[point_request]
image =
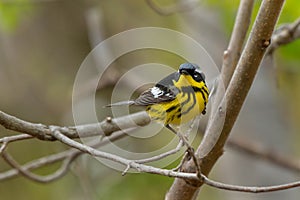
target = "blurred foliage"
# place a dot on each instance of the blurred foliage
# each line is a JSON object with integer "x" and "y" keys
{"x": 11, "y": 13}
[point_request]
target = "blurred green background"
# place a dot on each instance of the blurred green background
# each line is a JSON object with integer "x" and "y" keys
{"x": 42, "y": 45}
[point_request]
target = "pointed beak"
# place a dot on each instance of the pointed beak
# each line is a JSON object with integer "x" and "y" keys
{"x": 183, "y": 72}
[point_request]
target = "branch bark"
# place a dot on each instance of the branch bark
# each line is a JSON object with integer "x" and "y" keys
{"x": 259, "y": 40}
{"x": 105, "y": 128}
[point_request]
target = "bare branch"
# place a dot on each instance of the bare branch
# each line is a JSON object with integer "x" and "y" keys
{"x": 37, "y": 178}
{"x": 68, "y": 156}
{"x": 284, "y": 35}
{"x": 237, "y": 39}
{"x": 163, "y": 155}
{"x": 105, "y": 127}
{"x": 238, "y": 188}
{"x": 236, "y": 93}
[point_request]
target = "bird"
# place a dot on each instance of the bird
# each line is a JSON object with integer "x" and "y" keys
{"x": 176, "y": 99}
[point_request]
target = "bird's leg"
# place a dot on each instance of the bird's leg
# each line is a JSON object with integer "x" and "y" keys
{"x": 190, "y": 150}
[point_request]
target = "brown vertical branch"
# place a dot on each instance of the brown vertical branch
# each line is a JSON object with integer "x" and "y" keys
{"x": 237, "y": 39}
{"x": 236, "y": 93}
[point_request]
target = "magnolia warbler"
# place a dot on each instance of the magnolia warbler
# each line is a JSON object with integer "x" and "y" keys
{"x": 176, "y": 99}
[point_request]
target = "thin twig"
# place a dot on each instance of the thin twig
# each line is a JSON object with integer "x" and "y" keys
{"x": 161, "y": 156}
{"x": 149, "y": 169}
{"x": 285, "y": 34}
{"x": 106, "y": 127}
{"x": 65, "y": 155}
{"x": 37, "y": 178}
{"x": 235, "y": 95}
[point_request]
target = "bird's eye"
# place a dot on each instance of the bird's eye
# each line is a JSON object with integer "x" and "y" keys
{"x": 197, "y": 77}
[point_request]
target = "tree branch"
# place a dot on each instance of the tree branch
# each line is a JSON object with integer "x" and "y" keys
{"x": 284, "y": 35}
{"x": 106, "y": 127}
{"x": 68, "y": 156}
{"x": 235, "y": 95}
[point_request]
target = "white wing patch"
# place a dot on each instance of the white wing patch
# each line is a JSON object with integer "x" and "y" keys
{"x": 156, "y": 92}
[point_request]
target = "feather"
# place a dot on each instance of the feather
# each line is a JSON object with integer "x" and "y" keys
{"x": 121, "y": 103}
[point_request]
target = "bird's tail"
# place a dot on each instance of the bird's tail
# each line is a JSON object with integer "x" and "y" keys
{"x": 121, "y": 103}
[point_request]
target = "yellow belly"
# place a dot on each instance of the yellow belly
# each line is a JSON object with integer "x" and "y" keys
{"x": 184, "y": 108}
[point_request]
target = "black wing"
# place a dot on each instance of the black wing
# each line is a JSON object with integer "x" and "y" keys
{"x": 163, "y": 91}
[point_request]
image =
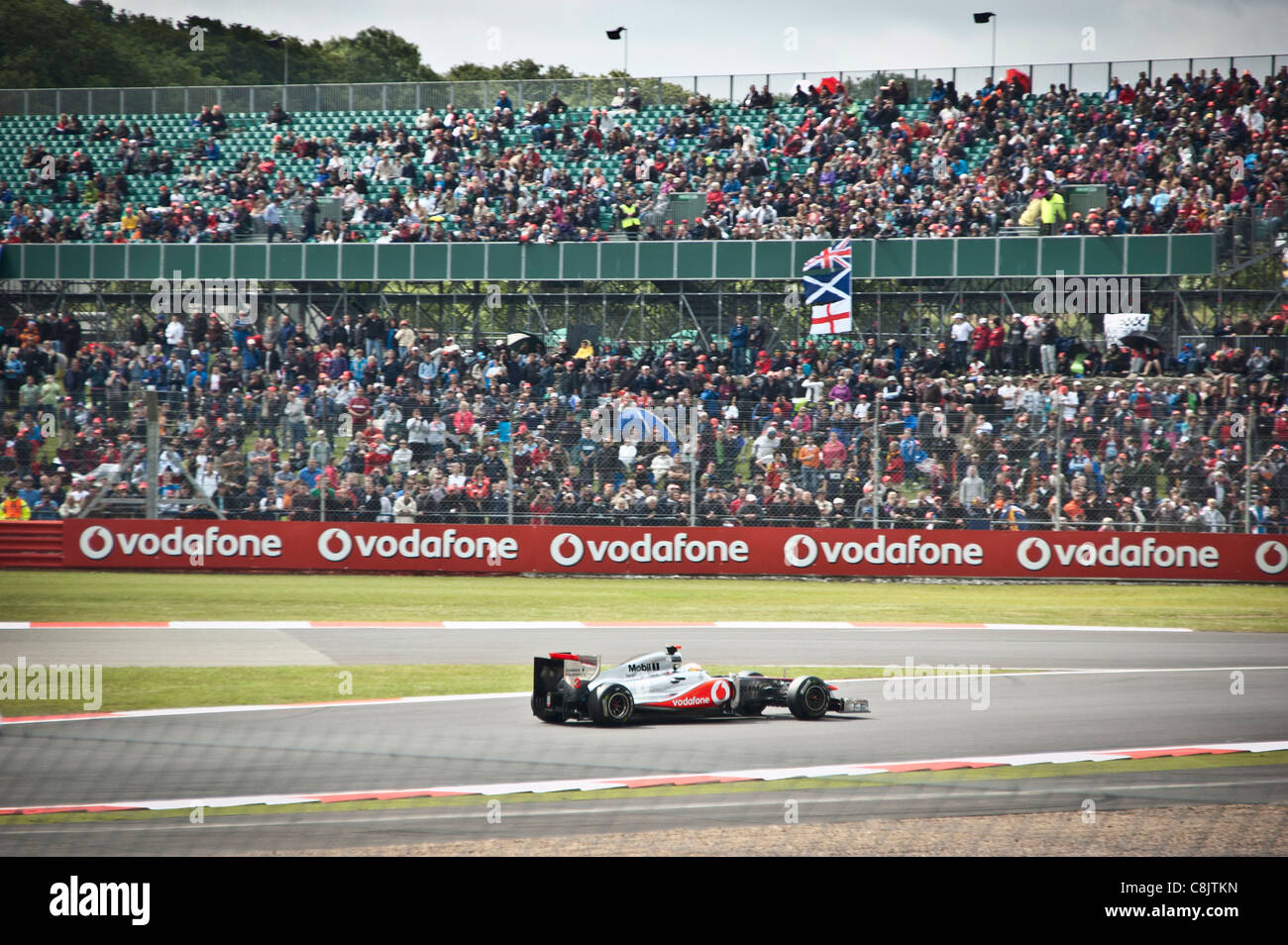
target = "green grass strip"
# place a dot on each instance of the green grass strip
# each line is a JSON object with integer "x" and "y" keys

- _What you are asked to do_: Please write out every line of the listing above exactly, and leave the images behind.

- _Problem solution_:
[point_request]
image =
target = "blurred foliage"
# place a dot on each instance of the blurred foliage
# each line is a JSON object with integer "x" and "y" keys
{"x": 11, "y": 13}
[point_request]
target = "blurred green background"
# place a dot on each instance of the blurred green background
# each line is a JSON object with integer "x" and "y" keys
{"x": 42, "y": 45}
[point_request]
target = "pointed beak"
# place a dot on each instance of the pointed beak
# each line is a JSON object with integer "x" and "y" keys
{"x": 183, "y": 72}
[point_request]
target = "branch bark"
# place a dot on each instance of the branch bark
# each line is a JSON object with integer "x" and "y" keys
{"x": 259, "y": 40}
{"x": 105, "y": 128}
[point_request]
target = "bare branch"
# place a dot on each instance of the bare branch
# each line is a JSON object with integer "x" and "y" keys
{"x": 37, "y": 178}
{"x": 68, "y": 156}
{"x": 284, "y": 35}
{"x": 237, "y": 39}
{"x": 163, "y": 155}
{"x": 105, "y": 127}
{"x": 238, "y": 188}
{"x": 236, "y": 93}
[point_request]
target = "bird"
# place a dot on each instance of the bird
# each line is a JSON object with integer "x" and "y" keys
{"x": 176, "y": 99}
[point_request]
target = "bird's leg"
# place a dot on each instance of the bird's leg
# each line is a JSON object with integer "x" and "y" keys
{"x": 190, "y": 150}
[point_request]
target = "brown vertical branch"
# place a dot on each instance of the brown vertical branch
# each line is a JSON object with integer "x" and "y" keys
{"x": 237, "y": 39}
{"x": 236, "y": 93}
[point_request]
target = "magnolia warbler"
# place a dot on each instance of the magnolia warbler
# each line is a JSON object with integer "x" and "y" keys
{"x": 176, "y": 99}
[point_request]
target = "thin twig"
# place a dot on each instance of the thin twig
# each line is a JSON object with integer "x" and "y" keys
{"x": 161, "y": 156}
{"x": 149, "y": 169}
{"x": 285, "y": 34}
{"x": 106, "y": 127}
{"x": 65, "y": 155}
{"x": 37, "y": 178}
{"x": 235, "y": 95}
[point_request]
target = "bird's eye"
# place a dot on each instance of the bird's eye
# each line is a JSON object with integer "x" and "y" keys
{"x": 197, "y": 77}
[point_request]
target = "tree branch"
# place a dot on each instance of the tree branch
# each line is a JSON object with integer "x" and "y" keys
{"x": 284, "y": 35}
{"x": 106, "y": 127}
{"x": 68, "y": 156}
{"x": 235, "y": 95}
[point_request]
target = "white wing patch"
# place a dot on each instance of the white wing patch
# each line is a JSON object with integer "x" and "y" keys
{"x": 156, "y": 92}
[point_request]
target = "feather"
# place a dot on each instance of the feather
# each line is a JSON object with integer "x" and "y" keys
{"x": 121, "y": 103}
[point_request]
target = "bird's tail"
# place a dot on each instance of the bird's tail
# each line is a JSON object with integer "x" and "y" keys
{"x": 121, "y": 103}
[point_request]
target = "yellow belly"
# place a dot on each instance of the yellow belly
# each line is a JSON object with integer "x" and "y" keys
{"x": 184, "y": 108}
[point_request]
target = "black wing"
# place a dot on each instance of the black wing
# each line is a JSON object with integer "x" and "y" keys
{"x": 163, "y": 91}
[point_request]
image =
target = "green grass strip"
# place a dot on each instance of the green grass strip
# each line is a JSON object with integer "x" and "y" keys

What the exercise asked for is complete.